TASK STATEMENT:
Before copying, remove every picture, and then repeat all entries below precisely as written.

RECORDS FOR THE EXERCISE:
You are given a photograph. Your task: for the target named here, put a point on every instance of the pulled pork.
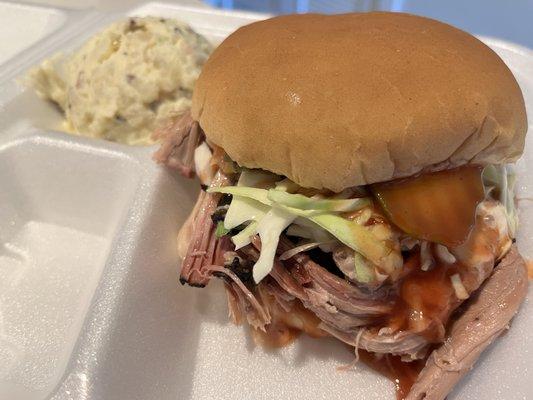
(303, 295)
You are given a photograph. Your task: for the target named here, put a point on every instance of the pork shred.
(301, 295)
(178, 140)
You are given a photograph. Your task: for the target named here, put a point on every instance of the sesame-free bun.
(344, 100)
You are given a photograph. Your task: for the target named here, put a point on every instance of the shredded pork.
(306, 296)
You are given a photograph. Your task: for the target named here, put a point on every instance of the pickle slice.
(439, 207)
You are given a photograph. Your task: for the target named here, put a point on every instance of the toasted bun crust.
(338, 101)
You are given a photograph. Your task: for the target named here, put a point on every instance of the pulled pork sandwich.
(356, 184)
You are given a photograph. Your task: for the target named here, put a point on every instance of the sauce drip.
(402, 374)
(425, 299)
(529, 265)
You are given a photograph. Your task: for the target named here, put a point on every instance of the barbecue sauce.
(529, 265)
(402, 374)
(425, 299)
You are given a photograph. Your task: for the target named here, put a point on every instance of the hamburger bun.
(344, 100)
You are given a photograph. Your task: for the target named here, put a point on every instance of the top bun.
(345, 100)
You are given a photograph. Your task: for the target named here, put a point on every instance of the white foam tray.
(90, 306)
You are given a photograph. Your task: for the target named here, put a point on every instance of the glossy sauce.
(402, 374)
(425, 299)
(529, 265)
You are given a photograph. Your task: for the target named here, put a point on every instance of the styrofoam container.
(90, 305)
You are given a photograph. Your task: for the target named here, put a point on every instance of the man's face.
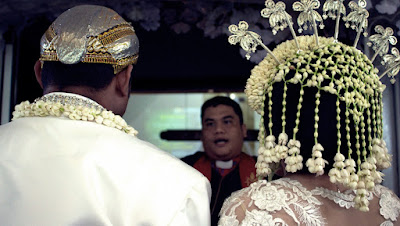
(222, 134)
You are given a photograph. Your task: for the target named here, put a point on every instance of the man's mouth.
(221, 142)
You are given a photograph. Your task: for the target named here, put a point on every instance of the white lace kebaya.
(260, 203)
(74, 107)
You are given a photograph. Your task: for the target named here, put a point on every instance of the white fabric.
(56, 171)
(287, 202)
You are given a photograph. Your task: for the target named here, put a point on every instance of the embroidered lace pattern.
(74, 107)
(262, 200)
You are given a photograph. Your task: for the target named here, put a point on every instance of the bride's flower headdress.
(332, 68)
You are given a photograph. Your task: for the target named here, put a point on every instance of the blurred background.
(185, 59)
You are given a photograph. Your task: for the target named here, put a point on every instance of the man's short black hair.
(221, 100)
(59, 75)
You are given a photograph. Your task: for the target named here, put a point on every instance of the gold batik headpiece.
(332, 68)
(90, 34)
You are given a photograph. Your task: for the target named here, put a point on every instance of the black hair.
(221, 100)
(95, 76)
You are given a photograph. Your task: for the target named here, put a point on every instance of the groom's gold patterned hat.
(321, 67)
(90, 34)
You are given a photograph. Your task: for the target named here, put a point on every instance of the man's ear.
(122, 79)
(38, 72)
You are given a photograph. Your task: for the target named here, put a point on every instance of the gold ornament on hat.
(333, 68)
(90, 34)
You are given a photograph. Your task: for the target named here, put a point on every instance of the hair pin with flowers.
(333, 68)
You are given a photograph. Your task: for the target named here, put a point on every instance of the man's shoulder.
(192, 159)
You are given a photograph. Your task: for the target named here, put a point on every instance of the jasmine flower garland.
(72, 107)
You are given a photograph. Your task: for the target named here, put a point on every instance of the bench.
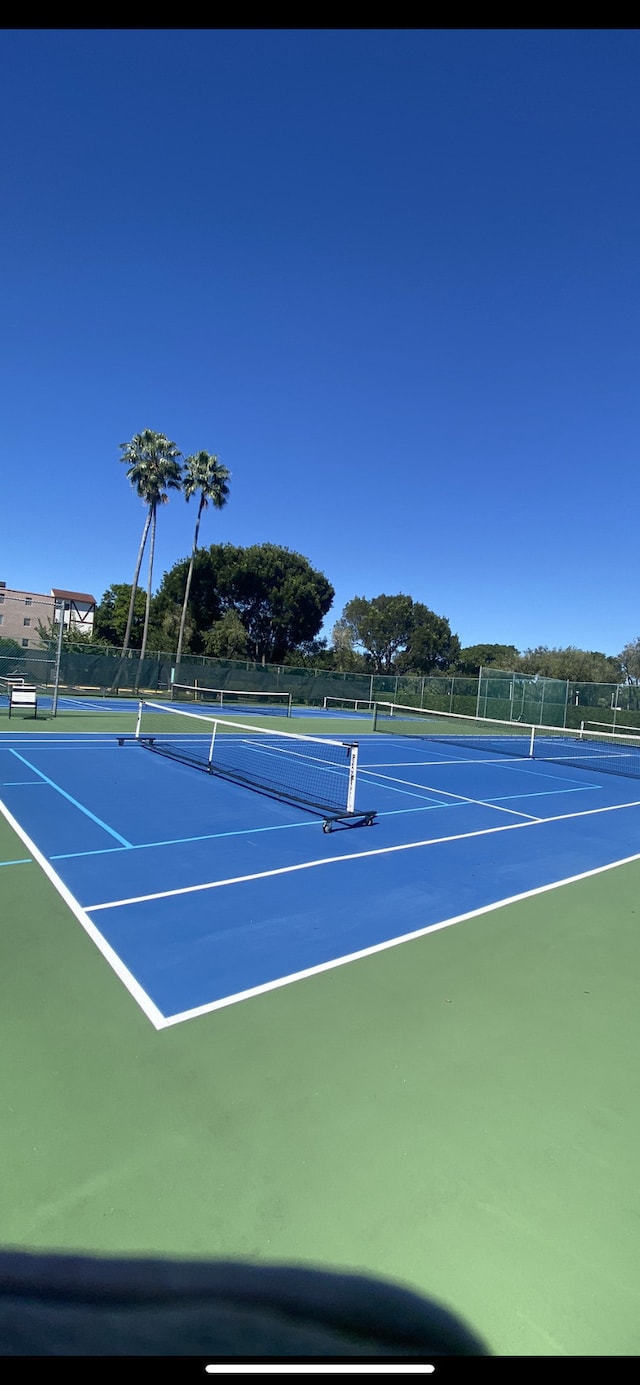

RESPONSE TO THIS TASK:
You are given a photograph. Your task: for the target named here, put a point on every instance of the pulled pork.
(303, 295)
You are given a photograph. Your task: for the target named here, put a point on every instance of the pork shred.
(301, 295)
(178, 140)
You are given a photograph. Your task: for the target named here, put a point on every instance of the sesame-free bun.
(344, 100)
You are given a photograph. Your task: for the target named here, put a point on every instance of the shredded pork.
(306, 296)
You are given a photograph. Your task: for the target named here, put a point on every instance of the pickle slice.
(439, 207)
You are given a photograph. Your task: for the target named here, put a point on every instance of the toasted bun crust.
(338, 101)
You are given a photograph. Your task: for the target named here, put a point on every instance of the pulled pork sandwich.
(356, 184)
You are given a photograph. Your task: for the target named here, put a point on every instance of the sauce drip.
(402, 374)
(425, 299)
(529, 265)
You are given a photograph. Your task: for the target named here, put a point on every instance of the barbecue sauce.
(529, 265)
(402, 374)
(425, 299)
You are given a photograph. Your task: for the target named here, put a point on every instance of the hamburger bun.
(344, 100)
You are given a photograph. Your task: for the target named here, put a point on every instance of the top bun.
(345, 100)
You are given a photograph. Your task: for the target named here, put a point on every instance of the white foam tray.
(90, 306)
You are given a photograph. Your task: for the target named here, put a point on every instance of the glossy sauce.
(402, 374)
(425, 299)
(529, 265)
You are given a photograph. Your task: for the target named here, put a point on every instance of the styrofoam container.
(90, 305)
You are given a photograph. Your task: for the target named here, put a point on every instance of the man's face.
(222, 134)
You are given a photograph. Your task: for the target named here, put a point on every instance of the man's mouth.
(221, 142)
You are given a photograph. Your task: for the target named here, put a point on every instance of the white lace kebaya.
(260, 203)
(74, 107)
You are given a photograph. Your task: for the target named here, put a point on every instance of the white fabric.
(56, 171)
(287, 202)
You are given a photograph. Your task: for the target named here, put a point on every instance of the embroidered lace pattern.
(74, 107)
(262, 200)
You are given a photograph. Your task: for the target named here, put a point on every instance of the bride's flower headdress.
(332, 68)
You are given a photograph. Your task: for the target named here, put a point on every instance of the blurred background.
(185, 59)
You are given a photograph. Your task: for the target named here, put a point on every instance of the man's short black hair.
(221, 100)
(59, 75)
You are given a photograph. Your task: for the target named here, put a point on every instance of the gold batik headpiece.
(332, 68)
(90, 34)
You are given a photograph. Your task: for the target named here, put a point on every instance of the black hair.
(221, 100)
(95, 76)
You are given a photograph. Your task: for the target named here, put a point on every instance of the groom's gold patterned hat.
(321, 67)
(90, 34)
You are given a photograph. Your task: for the target named here, put a point on every instance of the man's ear.
(122, 79)
(38, 72)
You are given a photograph. Your task: for the target named here, put a point on every instance of the gold ornament on hat.
(333, 68)
(90, 34)
You are given a photograph. Your task: for the target named here, put a point on every instance of the hair pin with flowers.
(333, 68)
You are given a photograph. Your task: for the target named here, put a point on every instance of the man's shoulder.
(192, 159)
You are given a photograph. Your task: for the target named here, put a point on every instance of the jasmine flower garland.
(72, 107)
You are given a photograph. Your task: for the target named here, put a point on every instance of the bench.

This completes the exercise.